● Work to be completed:
Scale the bounding-box coordinates in the answers, from the start of the entries through the line containing "208 67 273 122", by 2.15, rounding each to a whole number with halves going up. Reproduce all of those lines, including the requests, and leave the requests and their format samples unchanged.

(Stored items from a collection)

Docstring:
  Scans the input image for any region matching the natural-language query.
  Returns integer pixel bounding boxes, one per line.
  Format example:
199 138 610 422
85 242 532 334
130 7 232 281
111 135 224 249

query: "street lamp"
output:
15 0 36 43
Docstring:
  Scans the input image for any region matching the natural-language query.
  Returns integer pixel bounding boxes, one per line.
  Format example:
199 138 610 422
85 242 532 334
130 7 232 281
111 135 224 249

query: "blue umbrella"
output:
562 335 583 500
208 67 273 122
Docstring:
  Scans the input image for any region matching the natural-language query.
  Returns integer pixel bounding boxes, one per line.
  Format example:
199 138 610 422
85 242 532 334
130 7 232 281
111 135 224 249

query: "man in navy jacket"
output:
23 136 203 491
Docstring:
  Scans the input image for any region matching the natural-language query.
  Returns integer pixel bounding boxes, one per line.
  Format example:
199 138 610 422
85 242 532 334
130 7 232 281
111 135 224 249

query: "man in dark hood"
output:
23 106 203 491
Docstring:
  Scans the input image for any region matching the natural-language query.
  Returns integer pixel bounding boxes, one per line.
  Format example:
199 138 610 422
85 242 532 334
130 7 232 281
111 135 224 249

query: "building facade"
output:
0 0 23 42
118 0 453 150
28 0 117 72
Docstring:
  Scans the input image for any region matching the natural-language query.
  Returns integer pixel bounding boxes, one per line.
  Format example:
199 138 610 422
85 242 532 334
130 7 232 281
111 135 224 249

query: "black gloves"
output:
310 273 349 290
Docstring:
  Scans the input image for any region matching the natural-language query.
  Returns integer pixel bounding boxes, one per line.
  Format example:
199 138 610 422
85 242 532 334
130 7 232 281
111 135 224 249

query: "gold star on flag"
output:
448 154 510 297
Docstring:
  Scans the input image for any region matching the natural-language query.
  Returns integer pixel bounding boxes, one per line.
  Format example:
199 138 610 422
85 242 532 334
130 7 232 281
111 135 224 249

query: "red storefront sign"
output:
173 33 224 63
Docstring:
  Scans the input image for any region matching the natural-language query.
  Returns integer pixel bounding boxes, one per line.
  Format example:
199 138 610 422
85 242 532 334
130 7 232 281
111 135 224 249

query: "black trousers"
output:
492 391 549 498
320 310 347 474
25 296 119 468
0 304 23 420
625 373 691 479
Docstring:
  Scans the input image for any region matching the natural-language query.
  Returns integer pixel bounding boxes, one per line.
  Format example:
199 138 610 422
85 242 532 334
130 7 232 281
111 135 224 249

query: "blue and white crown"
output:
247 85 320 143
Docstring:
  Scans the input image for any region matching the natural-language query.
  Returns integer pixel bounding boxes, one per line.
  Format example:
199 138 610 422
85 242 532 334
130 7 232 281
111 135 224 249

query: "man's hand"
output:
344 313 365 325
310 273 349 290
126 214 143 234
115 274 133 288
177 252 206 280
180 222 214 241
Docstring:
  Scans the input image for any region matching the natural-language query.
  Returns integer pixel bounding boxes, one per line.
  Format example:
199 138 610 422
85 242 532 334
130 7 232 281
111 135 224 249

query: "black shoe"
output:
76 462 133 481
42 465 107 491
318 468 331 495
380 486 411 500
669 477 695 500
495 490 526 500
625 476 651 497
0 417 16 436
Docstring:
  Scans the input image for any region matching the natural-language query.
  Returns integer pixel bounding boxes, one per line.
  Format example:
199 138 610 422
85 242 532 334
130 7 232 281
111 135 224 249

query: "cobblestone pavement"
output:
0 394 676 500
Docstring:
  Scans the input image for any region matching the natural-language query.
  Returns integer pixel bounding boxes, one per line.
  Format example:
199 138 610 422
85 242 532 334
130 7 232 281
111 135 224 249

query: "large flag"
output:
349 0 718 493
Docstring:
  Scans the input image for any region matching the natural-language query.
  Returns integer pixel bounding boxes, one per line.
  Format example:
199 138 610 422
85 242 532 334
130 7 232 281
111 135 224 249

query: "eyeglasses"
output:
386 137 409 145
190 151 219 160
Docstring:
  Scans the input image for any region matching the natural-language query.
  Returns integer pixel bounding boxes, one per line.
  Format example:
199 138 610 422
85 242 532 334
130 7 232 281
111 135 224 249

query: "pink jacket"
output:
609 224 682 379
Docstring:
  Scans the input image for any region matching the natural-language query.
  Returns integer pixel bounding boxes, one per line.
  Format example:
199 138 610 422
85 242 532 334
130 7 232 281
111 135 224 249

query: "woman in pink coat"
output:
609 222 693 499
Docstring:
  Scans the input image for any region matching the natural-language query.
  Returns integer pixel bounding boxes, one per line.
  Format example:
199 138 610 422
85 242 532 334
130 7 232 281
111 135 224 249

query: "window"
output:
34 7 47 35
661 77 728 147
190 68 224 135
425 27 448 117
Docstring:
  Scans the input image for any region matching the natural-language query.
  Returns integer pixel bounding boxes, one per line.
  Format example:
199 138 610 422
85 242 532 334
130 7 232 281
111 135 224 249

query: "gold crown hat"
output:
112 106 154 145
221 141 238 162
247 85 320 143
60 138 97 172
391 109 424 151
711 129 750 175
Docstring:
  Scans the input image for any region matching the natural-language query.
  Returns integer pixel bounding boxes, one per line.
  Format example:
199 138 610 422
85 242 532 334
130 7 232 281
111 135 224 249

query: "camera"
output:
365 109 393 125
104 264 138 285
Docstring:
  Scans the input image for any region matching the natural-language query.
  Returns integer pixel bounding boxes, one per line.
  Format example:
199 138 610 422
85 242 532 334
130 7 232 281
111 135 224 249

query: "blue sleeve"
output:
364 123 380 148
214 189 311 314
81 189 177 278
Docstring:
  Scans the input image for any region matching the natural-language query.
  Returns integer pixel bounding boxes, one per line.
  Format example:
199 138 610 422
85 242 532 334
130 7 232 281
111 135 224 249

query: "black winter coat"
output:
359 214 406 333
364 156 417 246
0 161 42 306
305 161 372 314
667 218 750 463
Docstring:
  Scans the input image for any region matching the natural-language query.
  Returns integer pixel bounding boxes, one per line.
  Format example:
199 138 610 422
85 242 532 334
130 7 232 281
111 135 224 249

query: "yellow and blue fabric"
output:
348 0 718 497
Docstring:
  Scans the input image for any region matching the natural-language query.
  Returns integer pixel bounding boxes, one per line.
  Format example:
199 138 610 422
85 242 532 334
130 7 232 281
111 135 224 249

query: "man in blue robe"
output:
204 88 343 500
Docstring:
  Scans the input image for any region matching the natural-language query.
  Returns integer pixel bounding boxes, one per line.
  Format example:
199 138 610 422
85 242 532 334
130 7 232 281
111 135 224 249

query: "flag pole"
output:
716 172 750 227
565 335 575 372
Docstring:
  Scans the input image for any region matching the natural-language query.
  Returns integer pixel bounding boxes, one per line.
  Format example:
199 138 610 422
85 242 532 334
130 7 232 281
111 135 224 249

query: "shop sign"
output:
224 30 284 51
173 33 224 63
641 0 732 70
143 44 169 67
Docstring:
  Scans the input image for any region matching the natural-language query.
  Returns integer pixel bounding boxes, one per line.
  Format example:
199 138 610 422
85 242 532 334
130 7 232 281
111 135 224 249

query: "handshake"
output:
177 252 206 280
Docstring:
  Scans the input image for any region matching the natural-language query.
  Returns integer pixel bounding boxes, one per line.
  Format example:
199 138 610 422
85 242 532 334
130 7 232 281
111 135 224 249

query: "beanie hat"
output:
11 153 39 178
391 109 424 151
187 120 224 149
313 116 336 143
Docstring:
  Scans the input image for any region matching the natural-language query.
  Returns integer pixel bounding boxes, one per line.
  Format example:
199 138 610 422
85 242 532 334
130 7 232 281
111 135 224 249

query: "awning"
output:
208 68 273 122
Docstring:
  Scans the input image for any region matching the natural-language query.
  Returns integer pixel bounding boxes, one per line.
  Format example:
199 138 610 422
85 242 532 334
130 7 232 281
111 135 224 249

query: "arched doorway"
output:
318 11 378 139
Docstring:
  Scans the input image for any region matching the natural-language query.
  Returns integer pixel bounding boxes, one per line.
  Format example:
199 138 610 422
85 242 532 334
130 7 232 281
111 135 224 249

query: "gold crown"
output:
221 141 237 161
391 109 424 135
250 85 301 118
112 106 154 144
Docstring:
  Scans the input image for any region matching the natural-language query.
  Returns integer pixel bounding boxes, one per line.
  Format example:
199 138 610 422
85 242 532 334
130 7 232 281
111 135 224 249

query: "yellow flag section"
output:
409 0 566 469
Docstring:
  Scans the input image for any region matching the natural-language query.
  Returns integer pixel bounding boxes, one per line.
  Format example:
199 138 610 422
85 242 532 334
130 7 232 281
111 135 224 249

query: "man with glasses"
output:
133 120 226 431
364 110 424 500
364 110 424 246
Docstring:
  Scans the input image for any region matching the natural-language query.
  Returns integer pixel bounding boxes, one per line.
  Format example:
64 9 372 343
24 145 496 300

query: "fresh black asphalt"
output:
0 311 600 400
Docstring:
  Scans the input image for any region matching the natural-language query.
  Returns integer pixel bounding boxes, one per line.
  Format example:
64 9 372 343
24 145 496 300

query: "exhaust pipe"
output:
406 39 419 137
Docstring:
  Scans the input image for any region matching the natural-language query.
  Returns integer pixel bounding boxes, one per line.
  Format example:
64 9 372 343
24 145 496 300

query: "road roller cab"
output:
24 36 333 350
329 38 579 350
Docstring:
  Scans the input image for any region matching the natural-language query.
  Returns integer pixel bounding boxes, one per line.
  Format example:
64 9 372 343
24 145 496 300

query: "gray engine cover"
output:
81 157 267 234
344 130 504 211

● Response to this task:
Docstring:
  Scans the input image for any region matching the natural-language query.
  Returns integer pixel bounding boxes, one per line.
  Format example:
199 138 610 422
85 242 532 334
130 7 232 281
111 135 224 249

query: "street lamp"
output:
32 0 77 92
Docstring:
  Scans the input image for any region matching the natural-language query.
  Returns integer pixel bounding boxes, one per line.
  Format example:
199 138 610 422
85 242 532 334
130 7 232 281
111 135 224 249

query: "blue umbrella"
output:
1208 720 1253 1075
447 144 587 262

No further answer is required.